### SUPPLIED TEXT

On December 19, 1988, defendant pleaded guilty to the charge in exchange for the dismissal of a pending retail fraud charge. At the time of the plea, defendant was awaiting sentencing in another case for a conviction of attempted larceny over $100. The factual basis of the plea was defendant’s admission that on October 4, 1988, she was in jail while awaiting sentencing in the attempted larceny case. Defendant explained that the escape charge was based on her failure to report to the jail after being conditionally released in accor *511 dance with an overcrowded-jail program. 1 The terms of defendant’s release permitted her to leave the jail with the requirement of reporting to the jail every evening. Defendant was taken into custody pursuant to a bench warrant on November 26, and subsequently pleaded guilty to the escape charge.

Defendant filed a motion to withdraw her guilty plea on the ground that the factual basis of the plea was inadequate. Defendant argued that she had been released from jail under the "Conditional Release Program,” that a condition of her release required that she report to the sheriff’s department daily, and that her failure to report was not an escape as contemplated by the statute.

Following a hearing on defendant’s motion on September 25, 1989, the trial judge found the statute applicable to defendant and denied defendant’s motion to withdraw her plea:

I consider that the conditional release is not a release from jail. It is an allowance by the person to be gone from the confines of the jail at certain times, mostly during the evening, during when they have need of the bed space, frankly.
When she violates a rule, the same as the Department of Corrections uses when a placement at the ymca here in Flint, for instance, any failure to comply with the terms or a failure to report as required, it is considered an escape.

II

A factual basis to support a plea exists if an inculpatory inference can be drawn from what the defendant has admitted. Guilty Plea Cases, 395 Mich 96, 128-132; 235 NW2d 132 (1975). This holds *512 true even if an exculpatory inference could also be drawn and the defendant asserts that the latter is the correct inference. Id., p 130. Even if the defendant denies an element of the crime, the court may properly accept the plea if an inculpatory inference can still be drawn from what the defendant says. People v Haack, 396 Mich 367, 374-375; 240 NW2d 704 (1976).

There is no absolute right to withdrawal of a guilty plea. When first made after sentencing, a motion to withdraw a guilty plea addresses itself to the sound discretion of the trial court, and the trial court’s decision will not be disturbed unless there is a clear abuse of discretion resulting in a miscarriage of justice. People v Rettelle, 173 Mich App 196, 200; 433 NW2d 401 (1988).

######

— EXERCISE —
Reproduce the part of the escape-charge opinion that begins at the words "I consider that" and ends after the words "bed space, frankly.".

### SUPPLIED DATA

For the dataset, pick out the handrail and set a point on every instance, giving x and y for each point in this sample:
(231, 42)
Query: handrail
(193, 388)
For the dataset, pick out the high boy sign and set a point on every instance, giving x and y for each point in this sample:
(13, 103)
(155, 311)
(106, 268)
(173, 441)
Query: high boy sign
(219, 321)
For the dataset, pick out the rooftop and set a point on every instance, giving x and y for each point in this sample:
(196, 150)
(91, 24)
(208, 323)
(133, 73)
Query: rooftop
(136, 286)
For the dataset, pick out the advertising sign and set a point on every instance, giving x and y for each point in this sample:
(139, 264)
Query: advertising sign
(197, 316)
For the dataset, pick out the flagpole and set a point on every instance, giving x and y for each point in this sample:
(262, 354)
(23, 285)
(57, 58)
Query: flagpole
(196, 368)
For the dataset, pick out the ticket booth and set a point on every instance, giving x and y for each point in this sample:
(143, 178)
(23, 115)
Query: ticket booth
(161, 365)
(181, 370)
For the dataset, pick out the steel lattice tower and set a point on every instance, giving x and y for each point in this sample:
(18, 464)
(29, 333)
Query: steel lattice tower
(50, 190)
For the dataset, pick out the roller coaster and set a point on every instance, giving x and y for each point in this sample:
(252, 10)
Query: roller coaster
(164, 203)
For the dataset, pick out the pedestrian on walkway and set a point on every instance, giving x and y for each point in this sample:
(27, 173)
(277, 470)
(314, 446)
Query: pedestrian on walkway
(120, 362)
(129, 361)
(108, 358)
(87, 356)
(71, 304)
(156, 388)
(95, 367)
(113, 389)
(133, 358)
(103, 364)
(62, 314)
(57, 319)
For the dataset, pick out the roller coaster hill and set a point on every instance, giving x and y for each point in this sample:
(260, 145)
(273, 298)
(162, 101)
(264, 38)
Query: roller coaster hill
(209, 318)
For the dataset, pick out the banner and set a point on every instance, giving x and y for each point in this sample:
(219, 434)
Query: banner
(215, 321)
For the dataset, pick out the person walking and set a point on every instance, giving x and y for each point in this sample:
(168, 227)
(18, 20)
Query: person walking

######

— CORRECT OUTPUT —
I consider that the conditional release is not a release from jail. It is an allowance by the person to be gone from the confines of the jail at certain times, mostly during the evening, during when they have need of the bed space, frankly.